Below are entries to reproduce exactly, apart from their pictures.

+++ Available data

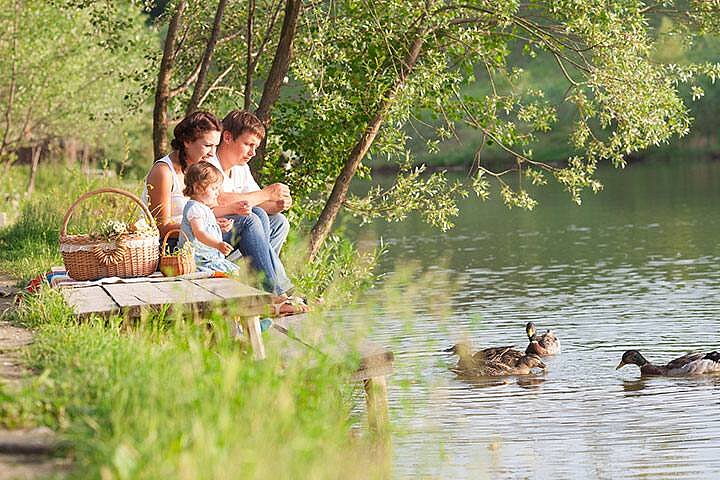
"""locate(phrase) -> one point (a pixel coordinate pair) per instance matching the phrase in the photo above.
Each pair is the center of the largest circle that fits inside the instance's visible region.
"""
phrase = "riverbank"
(25, 453)
(166, 397)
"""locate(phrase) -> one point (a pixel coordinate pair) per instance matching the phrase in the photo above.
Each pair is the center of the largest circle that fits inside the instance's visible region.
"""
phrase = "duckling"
(695, 363)
(493, 361)
(543, 345)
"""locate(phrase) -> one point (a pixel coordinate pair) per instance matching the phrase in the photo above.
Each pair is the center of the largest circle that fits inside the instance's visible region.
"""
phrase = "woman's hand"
(225, 224)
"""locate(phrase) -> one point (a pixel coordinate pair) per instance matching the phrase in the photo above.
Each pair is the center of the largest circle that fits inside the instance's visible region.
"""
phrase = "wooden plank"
(87, 300)
(251, 300)
(159, 293)
(251, 329)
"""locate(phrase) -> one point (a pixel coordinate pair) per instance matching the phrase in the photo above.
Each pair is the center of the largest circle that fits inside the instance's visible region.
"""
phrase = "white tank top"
(177, 199)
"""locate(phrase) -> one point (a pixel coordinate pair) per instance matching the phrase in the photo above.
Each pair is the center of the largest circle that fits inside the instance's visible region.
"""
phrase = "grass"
(166, 397)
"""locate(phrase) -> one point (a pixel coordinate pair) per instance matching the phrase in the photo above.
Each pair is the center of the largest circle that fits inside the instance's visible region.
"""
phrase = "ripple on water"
(606, 279)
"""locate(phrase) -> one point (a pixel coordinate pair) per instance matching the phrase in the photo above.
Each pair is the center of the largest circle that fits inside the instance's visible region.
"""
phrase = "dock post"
(251, 329)
(377, 406)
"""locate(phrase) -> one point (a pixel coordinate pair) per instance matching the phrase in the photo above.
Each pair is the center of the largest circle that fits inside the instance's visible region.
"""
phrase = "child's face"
(210, 195)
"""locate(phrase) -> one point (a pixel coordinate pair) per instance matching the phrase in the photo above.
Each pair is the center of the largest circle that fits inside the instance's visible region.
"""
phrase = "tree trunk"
(278, 72)
(250, 63)
(322, 227)
(162, 90)
(13, 79)
(36, 151)
(207, 56)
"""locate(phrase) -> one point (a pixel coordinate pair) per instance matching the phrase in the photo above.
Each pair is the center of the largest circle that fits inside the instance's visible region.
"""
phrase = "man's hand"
(225, 224)
(240, 207)
(277, 192)
(224, 247)
(283, 204)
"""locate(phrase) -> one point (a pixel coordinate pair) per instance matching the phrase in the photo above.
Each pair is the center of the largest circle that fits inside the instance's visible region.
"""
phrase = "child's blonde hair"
(199, 176)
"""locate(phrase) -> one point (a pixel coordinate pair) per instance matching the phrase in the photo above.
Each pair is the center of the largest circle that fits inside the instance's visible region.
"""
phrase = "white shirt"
(239, 180)
(177, 198)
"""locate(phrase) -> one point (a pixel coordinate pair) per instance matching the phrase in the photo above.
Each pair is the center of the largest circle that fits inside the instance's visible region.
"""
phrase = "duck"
(493, 361)
(543, 345)
(694, 363)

++++++

_Problem solution_
"""locate(phrase) -> one point (a pixel coordinate pair) per instance matching the phrase in the photo above.
Each pair is the center of the largest circle that fits inside the instance's visible region.
"""
phrase = "riverbank"
(25, 453)
(166, 397)
"""locate(phrase) -> one point (a pixel coordinate pair) per instance matching the phrase in the photo above.
Each pair is the center of the largest circle that fits inside the instance's visible region.
"""
phrase = "duckling"
(695, 363)
(493, 361)
(543, 345)
"""locate(phrase) -> one point (a pixel coordinate pair) per instance matching the phrase in the photo above.
Each pair is the center of the largest circle that fits inside the instance's visible region.
"""
phrase = "woman's hand"
(225, 224)
"""locate(phrase) -> one point (a pixel coordinate pair) per instance matching the phrase in the photo above.
Each pair is the center of the largest circle that fits inside the instance's visible region.
"""
phrase = "wooden plank"
(87, 300)
(251, 300)
(159, 293)
(251, 329)
"""locate(phrase) -> one point (a pixel coordinate pair) per instance matching the phrase in the photo above.
Each pair is the center of the largest circle that fits inside the instance's visible region.
"""
phrase = "white tank top"
(177, 199)
"""locate(phrase) -> one point (a pixel coordinate pair) per instance matching the phrase in the photo above.
Each pair is the center of the largest circle that fits inside the instance's visible region.
"""
phrase = "grass"
(166, 397)
"""locate(phrase) -> one point (a pixel coordinate pair) per instance matching the phrase in the photo above.
Each pair is the center of the largest circle that fits inside the instance's visible region.
"""
phrase = "ripple on water"
(606, 279)
"""locate(phrase) -> one point (a pixel coordinate pair) per instance matching the phrase in the photo above.
Each pair is the center of the largest circle that fits inside the instance's visible region.
"""
phrase = "dock post"
(251, 329)
(377, 406)
"""locate(phrase) -> one point (a pixel coordinate pair) per instance matching the phrase in the photo above.
Each pair is the center of the largest circle that fits inside the instance's visible region.
"""
phrase = "child's face"
(210, 195)
"""locate(phrase) -> one point (a pixel coordinate pair) per instance matching the phrase in the photo above.
Each pair is the center of the largest circle that fits inside the instance's visible region.
"""
phrase = "tree trunk"
(278, 72)
(250, 63)
(322, 227)
(162, 90)
(13, 79)
(36, 151)
(207, 56)
"""locate(phrase) -> one point (a pixel coordinate pair) per instance matching the phrase in the photo above.
Each pair is the center of the largest circle that fits inside the instance's visible region.
"""
phrase = "man's hand"
(225, 224)
(240, 207)
(277, 192)
(224, 247)
(283, 204)
"""locate(phrase) -> one point (a pixel coordinate pair) per instance matching the phrase in the photo above.
Each pair is the center of the largest circle that fits inside the instance's visible region.
"""
phrase = "child's blonde hair"
(199, 176)
"""locate(phrase) -> one point (a pixel coordinate pair) per instance matching the phrase in the photo above.
Each pair is the center of the largest circle that fits inside the instance's visible region.
"""
phrase = "white shirt"
(239, 180)
(177, 198)
"""locate(phrase) -> one point (a pixel coordinate pair) per instance matching the phrase in the photo above.
Each pair is the center of the largest circle that fits inside the instance's visible region.
"""
phrase = "duck"
(493, 361)
(543, 345)
(694, 363)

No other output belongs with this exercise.